■ **Quoted passage**:

The State Committee on Standardization, Metrology and Patents of Azerbaijan Republic () is a governmental agency within the Cabinet of Azerbaijan in charge of Azerbaijani technical regulations, metrology, valuation of technical compliance, accreditation, quality standardsin Azerbaijan Republic. The committee is headed by Ramiz Hasanov.

History
In 1906, when Azerbaijan was part of Russian Empire, the authorities established a test point No. 25 in Baku. The chamber of 4 people were in charge of checking and branding decimal scales and weights. In 1909, the first check point of electric meters in the empire was established in Baku. In 1926, the Soviet Azerbaijani authorities instituted mandatory checking of electric meters which were installed throughout the country. Due to developing petroleum industry in Azerbaijan, the need for precise data attracted more attention of authorities and usage of measuring gauges increased. In 1931, Standardization Bureau was established for checking and approving of length and weight measuring devices and new laboratories were opened throughout the country.

In 1966, Standardization Committee was opened and functioned under the jurisdiction of the Cabinet of Ministers of Azerbaijan SSR. A big lab in Ganja and 39 temporary check points were a part of the committee. In 1970, the committee was re-organized and became Azerbaijan SSR Body of Gosstandard of the USSR.
After restoration of independence of Azerbaijan, standardization and metrology in the republic was being regulated by the Standardization and Metrology Center of the Cabinet of Ministers of Azerbaijan (AzGOST) established in 1992. On December 27, 2001 President Heydar Aliyev signed a decree No. 623 establishing State Agency on Standardization, Metrology and Patents (AZSTAND). On November 19, 2008 the agency was transformed into the State Committee on Standardization, Metrology and Patents according to Presidential Decree No. 53.

Structure
Main functions of the committee are carrying out state policies of standardization, metrology, certification and protection of objects of industrial property; preparing and implementing state programs; conducting research on metrology and standardization; organizing protection of objects of the industrial property; updating documents in the sphere of standardization, metrology, certification to increase the competitiveness and quality of goods and services produced in Azerbaijan; ensuring state control over the compliance of imported and exported goods and services to the requirements of standards, metrological rules and norms, rules of certification and protection of industrial property objects, accreditation of testing centers.

Azerbaijani standards are registered by AZSTAND and bear the abbreviation AZS. The regional standards (GOST) adopted by the Interstate Council for Standardization and Certification of the Commonwealth of Independent States (CIS) are also used.

■ **Exercise instructions**:
From the text on Azerbaijan's standardization committee, reproduce word for word the passage that begins with the words containing "In 1966, Standardization" and ends with "Decree No. 53.".

■ **Dataset extract**:
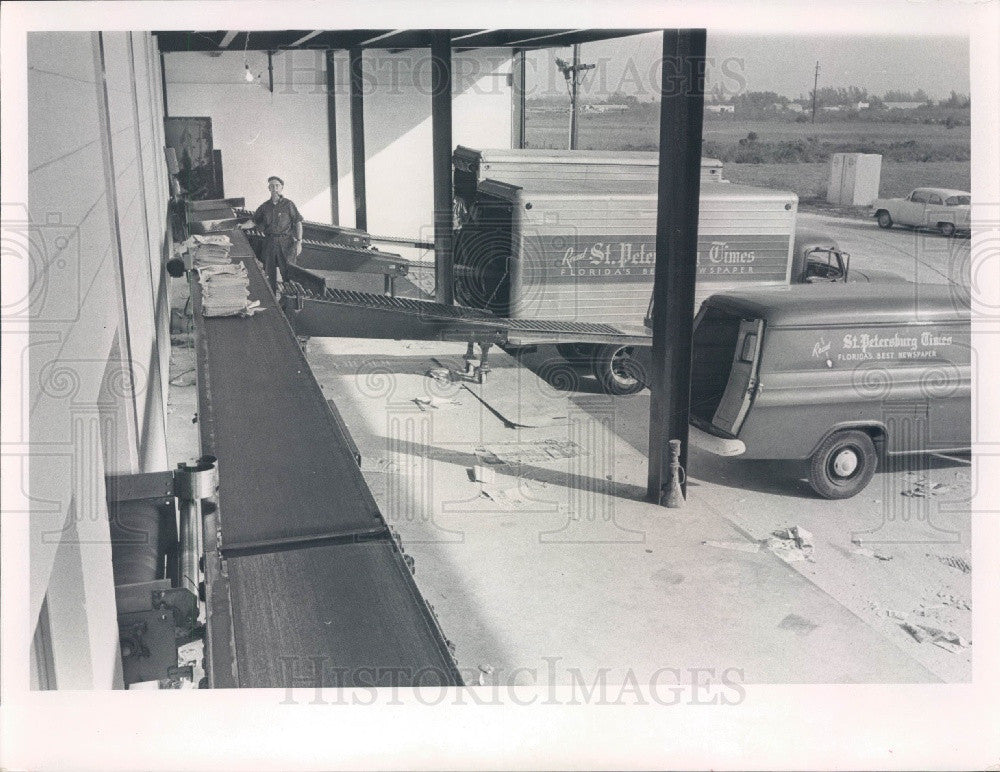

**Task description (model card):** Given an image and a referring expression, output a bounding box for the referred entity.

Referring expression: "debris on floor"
[476,440,587,464]
[480,485,527,509]
[851,547,892,560]
[900,477,951,499]
[763,525,814,563]
[466,464,497,484]
[938,592,972,611]
[427,367,452,383]
[900,622,972,654]
[413,397,462,413]
[700,539,760,552]
[925,552,972,574]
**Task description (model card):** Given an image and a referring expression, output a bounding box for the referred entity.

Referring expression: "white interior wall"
[165,49,511,244]
[27,33,169,688]
[164,50,330,223]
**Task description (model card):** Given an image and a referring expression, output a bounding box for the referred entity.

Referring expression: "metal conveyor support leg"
[174,456,219,598]
[476,343,493,384]
[462,340,476,375]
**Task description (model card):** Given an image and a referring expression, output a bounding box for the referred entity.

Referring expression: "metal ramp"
[281,276,650,346]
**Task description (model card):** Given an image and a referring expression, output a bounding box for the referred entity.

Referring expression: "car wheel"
[556,343,594,362]
[809,429,878,499]
[591,344,646,396]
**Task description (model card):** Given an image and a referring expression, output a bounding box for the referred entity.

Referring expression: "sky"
[527,29,969,101]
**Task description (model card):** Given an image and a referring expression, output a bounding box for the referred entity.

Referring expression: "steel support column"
[324,51,340,225]
[646,30,706,502]
[510,48,527,148]
[431,30,455,305]
[350,48,368,231]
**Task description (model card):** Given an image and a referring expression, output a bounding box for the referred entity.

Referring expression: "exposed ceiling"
[153,29,656,53]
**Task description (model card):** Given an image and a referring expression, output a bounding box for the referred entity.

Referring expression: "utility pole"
[556,43,597,150]
[813,62,819,123]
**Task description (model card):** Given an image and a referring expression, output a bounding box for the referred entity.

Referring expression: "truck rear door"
[712,319,764,436]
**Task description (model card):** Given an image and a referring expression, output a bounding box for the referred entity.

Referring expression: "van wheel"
[591,344,646,396]
[556,343,594,362]
[809,429,878,499]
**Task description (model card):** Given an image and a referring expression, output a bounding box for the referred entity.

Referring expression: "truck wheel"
[591,344,646,396]
[556,343,594,362]
[809,429,878,499]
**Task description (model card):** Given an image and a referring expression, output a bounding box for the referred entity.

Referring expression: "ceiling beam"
[288,29,323,48]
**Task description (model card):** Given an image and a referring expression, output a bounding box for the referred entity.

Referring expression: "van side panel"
[739,321,972,459]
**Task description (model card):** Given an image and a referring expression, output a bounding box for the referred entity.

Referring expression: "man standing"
[240,176,302,290]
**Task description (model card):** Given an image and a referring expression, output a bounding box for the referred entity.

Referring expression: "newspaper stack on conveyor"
[178,235,264,317]
[198,263,264,316]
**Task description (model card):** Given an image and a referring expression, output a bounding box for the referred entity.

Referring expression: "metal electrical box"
[455,176,798,336]
[826,153,882,206]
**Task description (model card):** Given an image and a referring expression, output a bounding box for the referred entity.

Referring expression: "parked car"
[872,188,972,236]
[690,284,972,499]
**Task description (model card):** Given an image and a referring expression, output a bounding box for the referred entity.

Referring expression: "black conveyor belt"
[194,231,385,552]
[188,201,462,687]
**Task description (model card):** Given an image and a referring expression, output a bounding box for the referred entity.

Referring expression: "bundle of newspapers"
[180,234,233,268]
[182,235,264,316]
[198,263,264,316]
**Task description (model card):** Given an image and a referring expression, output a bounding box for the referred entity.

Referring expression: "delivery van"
[690,284,971,499]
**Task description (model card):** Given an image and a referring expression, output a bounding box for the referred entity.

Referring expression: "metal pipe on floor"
[174,456,219,598]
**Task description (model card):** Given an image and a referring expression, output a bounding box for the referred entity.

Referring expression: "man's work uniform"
[253,196,302,289]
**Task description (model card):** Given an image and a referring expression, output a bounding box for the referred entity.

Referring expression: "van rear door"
[712,319,764,437]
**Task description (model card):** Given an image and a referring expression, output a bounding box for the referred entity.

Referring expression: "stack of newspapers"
[198,263,263,316]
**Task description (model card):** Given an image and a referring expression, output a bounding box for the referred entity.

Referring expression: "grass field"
[722,161,969,202]
[526,111,971,203]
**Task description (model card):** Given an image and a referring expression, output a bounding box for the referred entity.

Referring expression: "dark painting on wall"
[164,117,224,201]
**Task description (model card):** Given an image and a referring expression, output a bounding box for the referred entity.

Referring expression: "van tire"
[556,343,594,364]
[809,429,878,499]
[591,344,646,397]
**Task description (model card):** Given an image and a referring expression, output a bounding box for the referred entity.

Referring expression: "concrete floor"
[298,339,971,683]
[168,229,972,685]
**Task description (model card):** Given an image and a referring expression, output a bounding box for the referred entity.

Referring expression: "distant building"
[583,105,628,113]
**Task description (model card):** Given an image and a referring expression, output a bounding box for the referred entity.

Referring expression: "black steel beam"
[324,51,340,225]
[350,48,368,231]
[646,30,706,501]
[431,30,455,305]
[510,48,528,148]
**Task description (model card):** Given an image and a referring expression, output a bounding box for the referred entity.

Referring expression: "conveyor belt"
[192,201,462,687]
[282,282,649,345]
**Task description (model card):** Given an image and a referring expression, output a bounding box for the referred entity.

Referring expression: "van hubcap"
[833,448,858,477]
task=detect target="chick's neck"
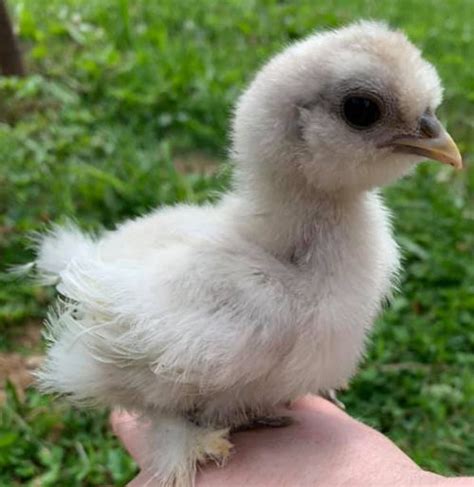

■ **Expected answer**:
In 1966, Standardization Committee was opened and functioned under the jurisdiction of the Cabinet of Ministers of Azerbaijan SSR. A big lab in Ganja and 39 temporary check points were a part of the committee. In 1970, the committee was re-organized and became Azerbaijan SSR Body of Gosstandard of the USSR.
After restoration of independence of Azerbaijan, standardization and metrology in the republic was being regulated by the Standardization and Metrology Center of the Cabinet of Ministers of Azerbaijan (AzGOST) established in 1992. On December 27, 2001 President Heydar Aliyev signed a decree No. 623 establishing State Agency on Standardization, Metrology and Patents (AZSTAND). On November 19, 2008 the agency was transformed into the State Committee on Standardization, Metrology and Patents according to Presidential Decree No. 53.